** begin Provided data **

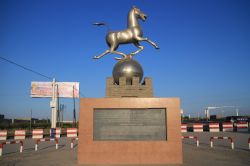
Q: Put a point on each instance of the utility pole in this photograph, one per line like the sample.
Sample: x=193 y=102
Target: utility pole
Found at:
x=30 y=118
x=53 y=104
x=74 y=110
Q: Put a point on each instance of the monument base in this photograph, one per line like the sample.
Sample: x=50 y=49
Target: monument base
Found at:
x=129 y=136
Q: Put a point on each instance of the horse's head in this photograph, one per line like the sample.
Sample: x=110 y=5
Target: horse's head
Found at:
x=139 y=13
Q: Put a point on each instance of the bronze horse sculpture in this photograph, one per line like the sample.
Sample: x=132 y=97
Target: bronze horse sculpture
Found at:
x=133 y=34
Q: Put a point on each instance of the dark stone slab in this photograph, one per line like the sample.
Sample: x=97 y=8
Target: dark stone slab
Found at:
x=129 y=124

** end Provided data **

» **Exercise details**:
Render every line of the items above as a Markdown table with the columns Number and Entry, numbering the rows in order and skipping blank lines. Leave the pictures out of the table.

» **The reply**:
| Number | Entry |
|---|---|
| 1 | Q: Put a point on each instance of the utility pole in this photograph, one per line like the sample. |
| 2 | Sample: x=193 y=102 |
| 3 | Target: utility pole |
| 4 | Found at: |
| 5 | x=30 y=118 |
| 6 | x=53 y=104 |
| 7 | x=74 y=110 |
| 8 | Q: Put a point on each instance of the monument base in this photograph, one per line like the sample. |
| 9 | Sample: x=50 y=49 |
| 10 | Target: monument base |
| 11 | Found at: |
| 12 | x=129 y=136 |
| 13 | Q: Put a point on each instance of the horse's head in this photograph, one per line like the sample. |
| 14 | Sample: x=110 y=5 |
| 15 | Target: horse's head |
| 16 | Found at: |
| 17 | x=139 y=13 |
| 18 | Q: Put a point on each instance of the bronze horse sculpture in this photograph, one per line like the sample. |
| 19 | Sample: x=132 y=97 |
| 20 | Target: bronze horse sculpture |
| 21 | Found at: |
| 22 | x=133 y=34 |
| 23 | Q: Put a point on each instance of the dark stone slab in this photograph, one per line like the sample. |
| 24 | Sample: x=97 y=8 |
| 25 | Target: dark stone slab |
| 26 | Found at: |
| 27 | x=129 y=124 |